= Beginning of Section =
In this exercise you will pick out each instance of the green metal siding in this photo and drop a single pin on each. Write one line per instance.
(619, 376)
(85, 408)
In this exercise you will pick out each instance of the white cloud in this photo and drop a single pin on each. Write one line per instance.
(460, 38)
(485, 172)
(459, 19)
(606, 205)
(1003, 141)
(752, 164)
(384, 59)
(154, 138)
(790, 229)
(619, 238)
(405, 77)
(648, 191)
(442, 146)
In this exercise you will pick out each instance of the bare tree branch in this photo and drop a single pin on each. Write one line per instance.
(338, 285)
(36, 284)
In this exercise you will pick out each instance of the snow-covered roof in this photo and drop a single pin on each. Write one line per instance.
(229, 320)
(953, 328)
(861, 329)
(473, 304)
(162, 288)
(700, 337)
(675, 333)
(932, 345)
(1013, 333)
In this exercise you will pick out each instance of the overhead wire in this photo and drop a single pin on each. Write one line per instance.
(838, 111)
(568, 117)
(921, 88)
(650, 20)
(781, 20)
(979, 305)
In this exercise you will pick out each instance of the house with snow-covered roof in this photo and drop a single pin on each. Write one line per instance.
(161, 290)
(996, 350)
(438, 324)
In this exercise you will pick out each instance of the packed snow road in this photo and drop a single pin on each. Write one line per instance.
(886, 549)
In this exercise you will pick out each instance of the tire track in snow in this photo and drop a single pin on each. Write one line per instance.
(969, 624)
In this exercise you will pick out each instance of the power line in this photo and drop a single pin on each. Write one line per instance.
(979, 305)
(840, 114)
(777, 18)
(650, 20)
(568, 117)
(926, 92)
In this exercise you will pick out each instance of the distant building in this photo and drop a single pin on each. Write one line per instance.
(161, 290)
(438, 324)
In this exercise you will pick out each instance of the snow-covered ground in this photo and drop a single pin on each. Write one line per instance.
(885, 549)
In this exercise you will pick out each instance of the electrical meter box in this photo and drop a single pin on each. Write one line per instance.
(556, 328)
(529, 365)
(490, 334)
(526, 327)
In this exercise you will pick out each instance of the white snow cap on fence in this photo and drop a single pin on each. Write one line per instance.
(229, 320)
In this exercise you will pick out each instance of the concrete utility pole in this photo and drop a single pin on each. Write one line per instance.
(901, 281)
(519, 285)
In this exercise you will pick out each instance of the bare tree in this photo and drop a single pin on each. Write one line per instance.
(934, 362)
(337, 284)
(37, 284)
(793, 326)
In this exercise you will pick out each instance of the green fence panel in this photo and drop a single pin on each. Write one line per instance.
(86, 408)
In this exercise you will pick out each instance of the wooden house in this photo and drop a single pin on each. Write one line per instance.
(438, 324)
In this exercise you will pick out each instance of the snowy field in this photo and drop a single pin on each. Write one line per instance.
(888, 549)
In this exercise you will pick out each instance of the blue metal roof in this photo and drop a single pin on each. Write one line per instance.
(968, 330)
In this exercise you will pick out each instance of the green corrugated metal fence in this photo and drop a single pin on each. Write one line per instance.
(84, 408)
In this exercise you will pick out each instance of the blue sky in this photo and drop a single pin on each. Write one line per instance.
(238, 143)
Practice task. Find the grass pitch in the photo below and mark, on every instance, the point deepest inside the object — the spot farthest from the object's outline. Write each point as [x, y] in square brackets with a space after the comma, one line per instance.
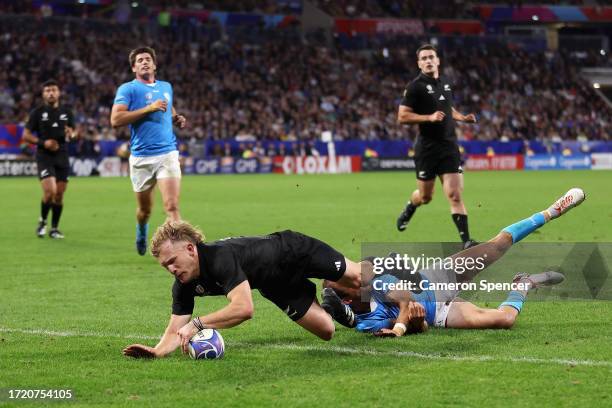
= End of Section =
REQUIRED WORK. The result should be an exact copy of every entry above, with no pictures included.

PROBLEM SOLUTION.
In this exercise you will pick out each instance of the green metal siding in this photo and drop a single pin on each. Write one line per instance.
(619, 376)
(85, 408)
In this exercise you will pick out each instance of the white cloud in this photo and drop a single pin on each. Write one line per instance.
(460, 38)
(485, 172)
(459, 19)
(606, 205)
(1003, 141)
(752, 164)
(384, 59)
(154, 138)
(790, 229)
(619, 238)
(405, 77)
(648, 191)
(442, 146)
In this exercise you will pick out each instance of the bare tree branch in this photo and drop a single pin on each. Write one line per instance.
(338, 285)
(36, 284)
In this exercise you will pick out each instance of the snow-covered roof in this photo and drop a single pin on each. Write one line per instance.
(229, 320)
(953, 328)
(861, 329)
(473, 304)
(162, 288)
(700, 337)
(675, 333)
(932, 345)
(1013, 333)
In this exercise you will pick out each instance of the overhead wire in this photo and drop a single pin on each. Write one line per instance.
(838, 111)
(568, 117)
(921, 88)
(650, 20)
(781, 20)
(979, 305)
In this exercise you will pick out each instance of the house with snow-covered roof in this photo and drop a single pin on each. Write one line per instance.
(161, 290)
(996, 350)
(438, 324)
In this exercise you will pick out each instance of the packed snow road in this photo and drop a single pin on each. Write one line per instance.
(886, 549)
In this exercise you will pick out each instance of the tire track in snow in this photo and drop a single pin on each. Write one line per instance.
(969, 624)
In this exercise you will pick out each instance of the power line in this photo and drop a single pin on each. Write one line per instance.
(979, 305)
(840, 114)
(777, 18)
(650, 20)
(568, 117)
(926, 92)
In this exercise you will pick out each instance of the distant building in this photo and drop a single pin on each. Write one line per instance.
(161, 290)
(438, 324)
In this exercise you will pick out each instance of the snow-covered ground in this photo and drop a single pin on each. Write one line per instance.
(885, 549)
In this exercise you will pick out each instance of the electrical meter box in this photo and drop a single pin on each. Write one line per instance.
(556, 328)
(529, 365)
(490, 334)
(526, 327)
In this exercise you will pick out each instance of the white snow cap on fence in this photo and drop a single pin on each. Write one line per instance.
(229, 320)
In this exercise you will pick out each instance of the concrete utility pole in this photo and drop a single pin on each. Write one line per instance.
(901, 281)
(519, 285)
In this exercise you will pick out each instance of the bare tree in this photo and drop a single pin on each. Write one line per instance.
(934, 362)
(337, 284)
(37, 284)
(793, 326)
In this exercise you will pick out each instance of the green fence panel in this photo and drop a single pin on each. Write one line per instance.
(86, 408)
In this exercise you will pick out each instance of the wooden house in this photo and drop a single pin on each. Write one line per instance.
(438, 324)
In this exercise you will pick out each instance of the snowy field in this photo and drop a single pin on each. Write one line per instance.
(888, 549)
In this exercise you will pick out each instance of the blue metal roof in this photo and drop a single pin on each. Write one line per instance.
(968, 330)
In this exercise you will pick out each instance of the green corrugated metal fence in this photo and drop a single pin on each. Write one line per instance.
(84, 408)
In this exercise you will pick out each instance of the blue sky in this photo and drop a single pin on each. Write one line per instance.
(238, 143)
Practice task. Find the grass pitch in the photo below and mark, on every instance, the point deepest inside the object — the spot farthest from the object's outline. Write each point as [x, y] in square brackets with a space after the comma, one line per instance.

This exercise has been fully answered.